### Try it
Quote the records below word for word, please, from the very first line through the one that contains "Every instance of the building", and nothing beyond it.
(Input data begins)
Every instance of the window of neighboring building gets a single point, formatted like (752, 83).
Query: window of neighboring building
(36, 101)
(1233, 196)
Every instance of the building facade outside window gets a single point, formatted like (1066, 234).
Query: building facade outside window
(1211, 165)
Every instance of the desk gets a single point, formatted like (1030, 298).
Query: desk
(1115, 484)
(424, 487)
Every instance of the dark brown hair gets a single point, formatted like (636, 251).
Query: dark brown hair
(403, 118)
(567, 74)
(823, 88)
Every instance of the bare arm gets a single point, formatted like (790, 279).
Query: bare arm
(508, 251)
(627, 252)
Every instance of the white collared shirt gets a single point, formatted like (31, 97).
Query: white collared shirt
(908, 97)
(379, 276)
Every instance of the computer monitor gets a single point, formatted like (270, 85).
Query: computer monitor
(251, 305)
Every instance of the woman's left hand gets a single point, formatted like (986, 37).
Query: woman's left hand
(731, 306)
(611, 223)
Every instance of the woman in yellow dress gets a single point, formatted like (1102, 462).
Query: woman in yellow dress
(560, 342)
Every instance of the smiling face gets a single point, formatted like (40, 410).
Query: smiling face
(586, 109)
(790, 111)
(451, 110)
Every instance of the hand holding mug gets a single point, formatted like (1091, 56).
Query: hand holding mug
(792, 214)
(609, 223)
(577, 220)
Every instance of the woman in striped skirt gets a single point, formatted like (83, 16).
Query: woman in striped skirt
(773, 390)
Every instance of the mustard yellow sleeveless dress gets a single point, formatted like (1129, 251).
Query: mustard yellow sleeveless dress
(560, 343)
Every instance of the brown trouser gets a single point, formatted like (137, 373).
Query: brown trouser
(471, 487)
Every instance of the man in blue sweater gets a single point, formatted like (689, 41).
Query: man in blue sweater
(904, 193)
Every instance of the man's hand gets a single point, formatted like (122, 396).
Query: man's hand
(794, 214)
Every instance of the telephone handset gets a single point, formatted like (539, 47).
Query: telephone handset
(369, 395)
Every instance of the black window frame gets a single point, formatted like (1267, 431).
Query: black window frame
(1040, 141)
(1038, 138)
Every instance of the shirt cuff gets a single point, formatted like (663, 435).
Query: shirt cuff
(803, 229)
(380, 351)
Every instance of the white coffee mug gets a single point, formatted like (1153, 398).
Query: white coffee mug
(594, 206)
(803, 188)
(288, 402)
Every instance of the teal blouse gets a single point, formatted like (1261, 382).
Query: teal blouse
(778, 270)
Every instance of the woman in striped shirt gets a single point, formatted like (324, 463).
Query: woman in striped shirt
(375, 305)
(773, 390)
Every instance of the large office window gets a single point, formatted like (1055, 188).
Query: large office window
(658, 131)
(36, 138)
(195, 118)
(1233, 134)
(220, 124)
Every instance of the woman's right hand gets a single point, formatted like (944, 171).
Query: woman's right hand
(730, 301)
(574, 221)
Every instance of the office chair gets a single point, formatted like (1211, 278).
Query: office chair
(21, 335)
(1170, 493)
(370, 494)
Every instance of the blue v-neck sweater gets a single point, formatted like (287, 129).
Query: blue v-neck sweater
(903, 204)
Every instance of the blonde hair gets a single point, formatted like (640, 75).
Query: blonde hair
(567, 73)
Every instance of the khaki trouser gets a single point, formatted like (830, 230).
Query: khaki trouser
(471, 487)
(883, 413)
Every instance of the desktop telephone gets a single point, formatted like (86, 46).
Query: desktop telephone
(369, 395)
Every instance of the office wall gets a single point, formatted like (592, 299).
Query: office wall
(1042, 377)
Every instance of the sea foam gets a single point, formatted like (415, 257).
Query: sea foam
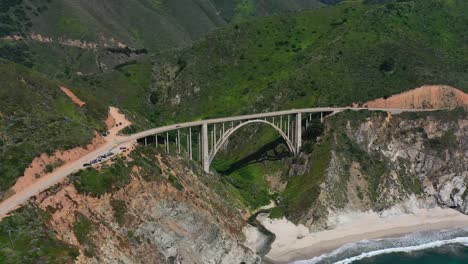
(409, 243)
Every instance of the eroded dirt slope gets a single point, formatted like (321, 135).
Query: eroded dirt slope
(425, 97)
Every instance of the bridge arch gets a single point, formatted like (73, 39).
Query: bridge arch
(232, 130)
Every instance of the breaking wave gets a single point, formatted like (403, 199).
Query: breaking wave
(407, 244)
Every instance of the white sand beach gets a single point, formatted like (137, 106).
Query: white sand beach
(297, 243)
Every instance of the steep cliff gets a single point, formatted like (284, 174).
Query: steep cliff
(367, 161)
(164, 210)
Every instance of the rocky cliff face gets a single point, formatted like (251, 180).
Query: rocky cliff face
(184, 217)
(377, 160)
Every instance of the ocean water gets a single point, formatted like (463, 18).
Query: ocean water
(429, 247)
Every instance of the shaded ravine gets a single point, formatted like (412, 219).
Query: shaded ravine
(269, 235)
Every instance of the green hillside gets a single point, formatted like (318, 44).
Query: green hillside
(352, 52)
(348, 53)
(37, 117)
(154, 24)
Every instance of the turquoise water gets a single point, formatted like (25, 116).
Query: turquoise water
(451, 254)
(429, 247)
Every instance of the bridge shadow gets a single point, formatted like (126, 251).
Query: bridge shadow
(267, 152)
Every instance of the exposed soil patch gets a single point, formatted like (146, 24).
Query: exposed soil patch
(45, 164)
(425, 97)
(72, 96)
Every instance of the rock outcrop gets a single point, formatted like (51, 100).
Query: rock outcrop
(159, 222)
(378, 160)
(425, 97)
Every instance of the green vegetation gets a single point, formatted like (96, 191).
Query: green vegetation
(119, 208)
(372, 165)
(83, 229)
(37, 117)
(26, 238)
(245, 166)
(352, 52)
(176, 183)
(118, 174)
(97, 183)
(302, 191)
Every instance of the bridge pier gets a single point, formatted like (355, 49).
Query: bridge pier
(205, 158)
(298, 134)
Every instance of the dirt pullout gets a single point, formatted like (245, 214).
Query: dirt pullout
(425, 97)
(44, 164)
(72, 96)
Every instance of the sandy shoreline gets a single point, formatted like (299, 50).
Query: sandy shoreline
(297, 243)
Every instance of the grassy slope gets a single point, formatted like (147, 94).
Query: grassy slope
(25, 238)
(36, 117)
(155, 24)
(333, 56)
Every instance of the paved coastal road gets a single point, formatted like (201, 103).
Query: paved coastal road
(113, 145)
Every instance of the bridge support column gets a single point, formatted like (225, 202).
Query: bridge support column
(298, 134)
(205, 159)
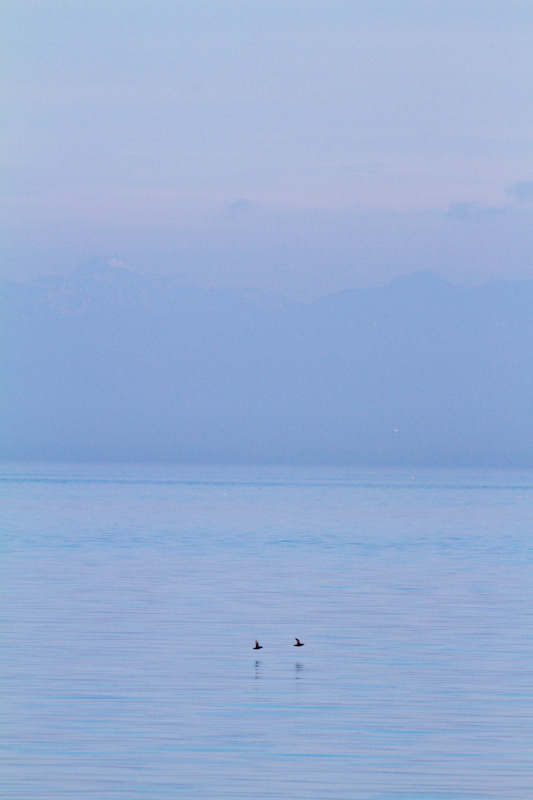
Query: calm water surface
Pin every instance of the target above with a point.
(132, 596)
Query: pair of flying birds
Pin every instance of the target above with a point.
(260, 646)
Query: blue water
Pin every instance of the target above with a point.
(132, 595)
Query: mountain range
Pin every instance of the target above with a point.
(108, 364)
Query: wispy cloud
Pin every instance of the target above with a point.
(473, 211)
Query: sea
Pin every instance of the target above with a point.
(132, 596)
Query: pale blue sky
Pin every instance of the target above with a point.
(301, 147)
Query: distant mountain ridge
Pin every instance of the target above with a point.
(109, 364)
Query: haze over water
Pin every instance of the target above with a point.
(133, 595)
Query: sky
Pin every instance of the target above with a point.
(299, 147)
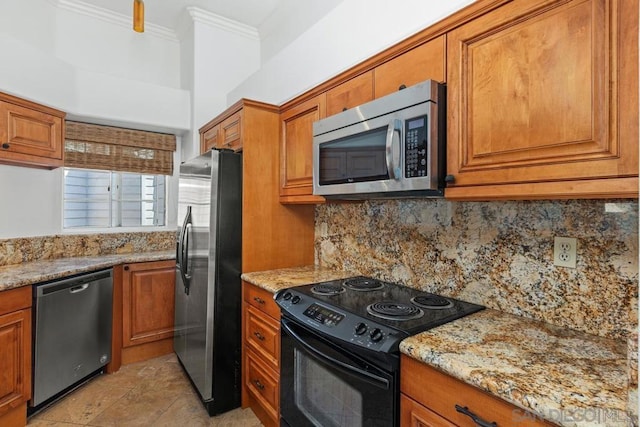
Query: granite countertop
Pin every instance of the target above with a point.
(566, 376)
(28, 273)
(274, 280)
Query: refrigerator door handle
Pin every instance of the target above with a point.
(183, 250)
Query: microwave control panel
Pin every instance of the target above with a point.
(415, 147)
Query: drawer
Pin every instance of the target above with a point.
(261, 299)
(262, 384)
(15, 299)
(262, 334)
(441, 393)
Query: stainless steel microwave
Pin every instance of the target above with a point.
(393, 146)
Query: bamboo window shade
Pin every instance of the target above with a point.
(91, 146)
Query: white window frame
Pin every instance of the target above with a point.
(118, 228)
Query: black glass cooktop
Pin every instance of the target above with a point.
(405, 309)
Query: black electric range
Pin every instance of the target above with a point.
(368, 313)
(340, 358)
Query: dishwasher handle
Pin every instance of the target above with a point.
(77, 289)
(72, 284)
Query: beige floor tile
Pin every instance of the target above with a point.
(154, 393)
(83, 404)
(136, 408)
(187, 410)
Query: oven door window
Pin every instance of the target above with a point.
(324, 398)
(323, 385)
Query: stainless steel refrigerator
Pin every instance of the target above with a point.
(208, 296)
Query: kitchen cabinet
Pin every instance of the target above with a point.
(30, 134)
(426, 61)
(143, 313)
(223, 132)
(349, 94)
(15, 355)
(296, 150)
(543, 101)
(430, 398)
(261, 354)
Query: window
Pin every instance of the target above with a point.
(94, 198)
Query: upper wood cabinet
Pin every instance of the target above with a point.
(543, 101)
(30, 134)
(349, 94)
(223, 132)
(295, 151)
(426, 61)
(15, 355)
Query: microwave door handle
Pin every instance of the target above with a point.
(393, 156)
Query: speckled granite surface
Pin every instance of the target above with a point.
(19, 250)
(274, 280)
(498, 254)
(15, 276)
(566, 376)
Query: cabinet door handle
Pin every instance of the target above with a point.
(476, 419)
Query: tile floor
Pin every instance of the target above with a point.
(154, 393)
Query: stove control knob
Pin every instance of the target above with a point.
(361, 328)
(376, 335)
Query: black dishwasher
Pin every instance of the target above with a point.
(72, 332)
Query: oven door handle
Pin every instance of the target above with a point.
(344, 367)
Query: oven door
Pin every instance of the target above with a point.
(321, 385)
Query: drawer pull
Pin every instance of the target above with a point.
(476, 419)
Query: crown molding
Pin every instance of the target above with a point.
(82, 8)
(208, 18)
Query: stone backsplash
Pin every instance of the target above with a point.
(19, 250)
(499, 254)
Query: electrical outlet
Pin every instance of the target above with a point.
(564, 251)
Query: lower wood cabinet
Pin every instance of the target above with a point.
(144, 307)
(15, 355)
(430, 397)
(261, 354)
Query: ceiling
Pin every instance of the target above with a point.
(166, 13)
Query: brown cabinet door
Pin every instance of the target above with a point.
(209, 139)
(15, 359)
(424, 62)
(350, 94)
(148, 296)
(231, 132)
(413, 414)
(29, 136)
(296, 155)
(543, 91)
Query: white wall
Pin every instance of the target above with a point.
(350, 33)
(91, 68)
(221, 54)
(95, 70)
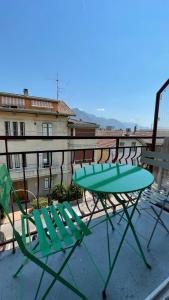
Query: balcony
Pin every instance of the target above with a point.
(131, 279)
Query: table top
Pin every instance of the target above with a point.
(112, 178)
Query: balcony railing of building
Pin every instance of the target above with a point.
(57, 164)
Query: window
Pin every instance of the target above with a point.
(46, 183)
(46, 159)
(24, 161)
(133, 145)
(7, 128)
(12, 102)
(15, 128)
(47, 129)
(10, 162)
(22, 128)
(17, 161)
(44, 104)
(14, 161)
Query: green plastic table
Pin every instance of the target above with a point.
(115, 179)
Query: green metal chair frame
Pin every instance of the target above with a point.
(157, 199)
(60, 229)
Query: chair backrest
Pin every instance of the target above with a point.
(5, 188)
(157, 159)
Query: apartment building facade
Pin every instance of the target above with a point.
(24, 115)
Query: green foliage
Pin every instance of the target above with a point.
(61, 193)
(43, 202)
(2, 213)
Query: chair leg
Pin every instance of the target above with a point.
(57, 276)
(156, 223)
(26, 260)
(40, 281)
(159, 218)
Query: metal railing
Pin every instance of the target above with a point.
(61, 165)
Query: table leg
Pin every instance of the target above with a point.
(105, 209)
(129, 224)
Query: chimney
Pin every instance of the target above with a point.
(25, 92)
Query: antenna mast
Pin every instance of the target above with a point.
(57, 86)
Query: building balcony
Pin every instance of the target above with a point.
(130, 279)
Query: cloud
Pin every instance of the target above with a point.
(100, 109)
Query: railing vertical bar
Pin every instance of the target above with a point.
(117, 150)
(37, 170)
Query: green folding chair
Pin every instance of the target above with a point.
(58, 229)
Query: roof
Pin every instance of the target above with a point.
(106, 143)
(74, 123)
(62, 107)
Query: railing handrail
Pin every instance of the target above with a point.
(66, 137)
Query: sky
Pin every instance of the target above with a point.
(110, 56)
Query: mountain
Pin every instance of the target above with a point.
(103, 122)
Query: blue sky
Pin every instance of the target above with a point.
(111, 56)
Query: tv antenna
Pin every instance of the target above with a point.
(57, 86)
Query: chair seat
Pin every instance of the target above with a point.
(57, 227)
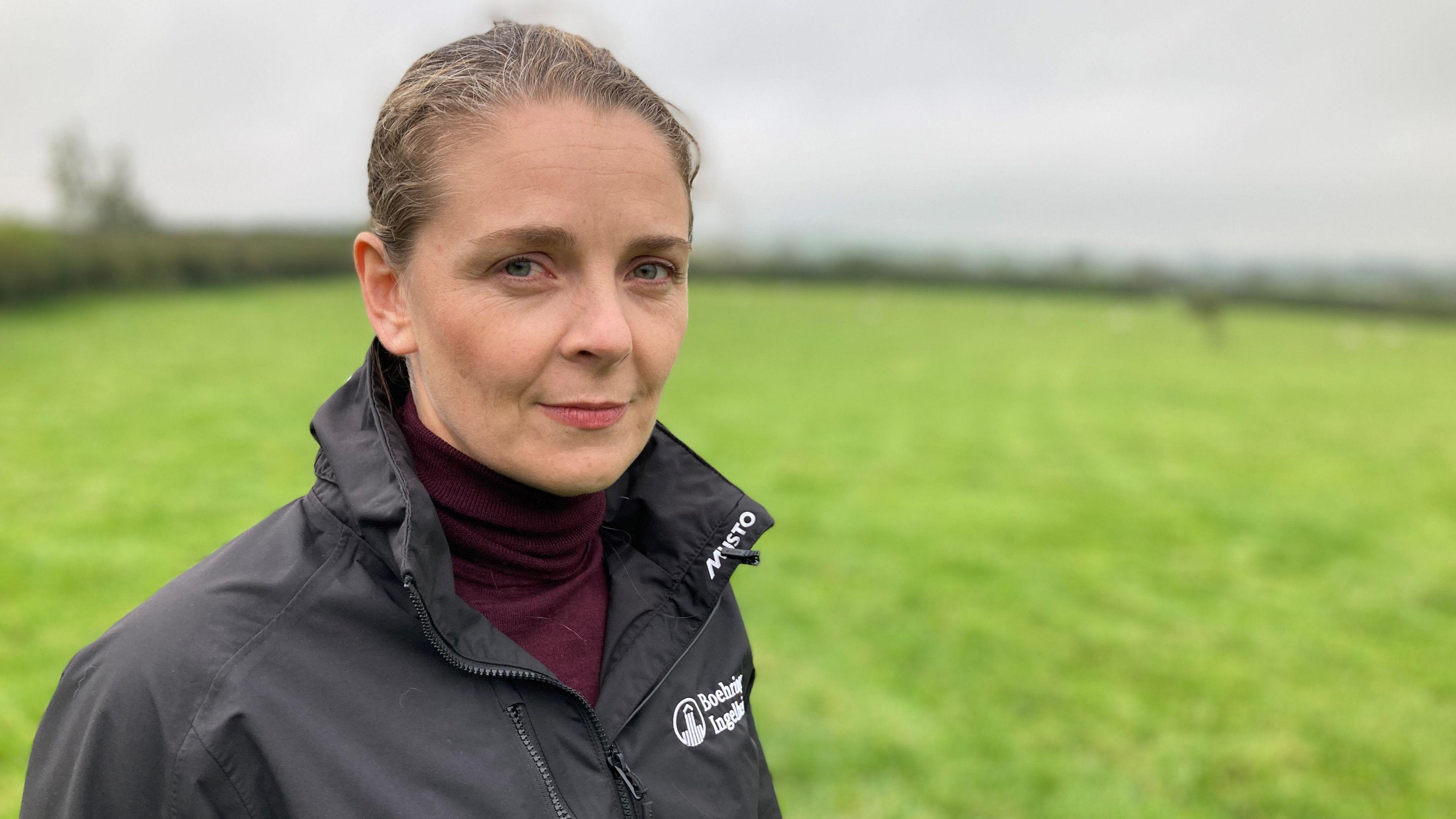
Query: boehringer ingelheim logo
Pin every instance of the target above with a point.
(689, 723)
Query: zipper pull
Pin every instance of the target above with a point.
(635, 786)
(745, 556)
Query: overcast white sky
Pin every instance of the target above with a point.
(1277, 129)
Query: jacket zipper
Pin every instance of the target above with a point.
(557, 802)
(628, 784)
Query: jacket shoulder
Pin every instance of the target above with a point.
(123, 712)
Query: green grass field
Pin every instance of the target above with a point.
(1036, 556)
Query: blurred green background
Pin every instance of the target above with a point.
(1037, 556)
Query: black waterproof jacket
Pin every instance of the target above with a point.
(321, 665)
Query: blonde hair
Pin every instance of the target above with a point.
(475, 78)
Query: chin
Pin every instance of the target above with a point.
(579, 474)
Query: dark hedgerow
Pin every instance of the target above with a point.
(38, 263)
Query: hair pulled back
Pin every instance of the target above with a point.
(469, 81)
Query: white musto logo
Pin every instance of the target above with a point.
(731, 541)
(692, 717)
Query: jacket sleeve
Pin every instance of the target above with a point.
(768, 798)
(107, 747)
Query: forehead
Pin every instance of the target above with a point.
(563, 164)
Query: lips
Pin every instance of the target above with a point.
(586, 416)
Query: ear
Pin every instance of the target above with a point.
(383, 290)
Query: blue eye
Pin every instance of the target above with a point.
(519, 269)
(651, 271)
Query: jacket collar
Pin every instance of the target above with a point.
(669, 518)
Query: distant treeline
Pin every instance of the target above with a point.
(40, 263)
(1206, 289)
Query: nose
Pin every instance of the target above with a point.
(599, 331)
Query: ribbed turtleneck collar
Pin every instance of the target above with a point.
(497, 522)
(Input data ends)
### Reply to the task
Every instance of the window of neighboring building gets a single point, formatted like (752, 83).
Query: window of neighboring building
(36, 101)
(1233, 196)
Every instance of the building facade outside window gets a single point, formatted like (1066, 234).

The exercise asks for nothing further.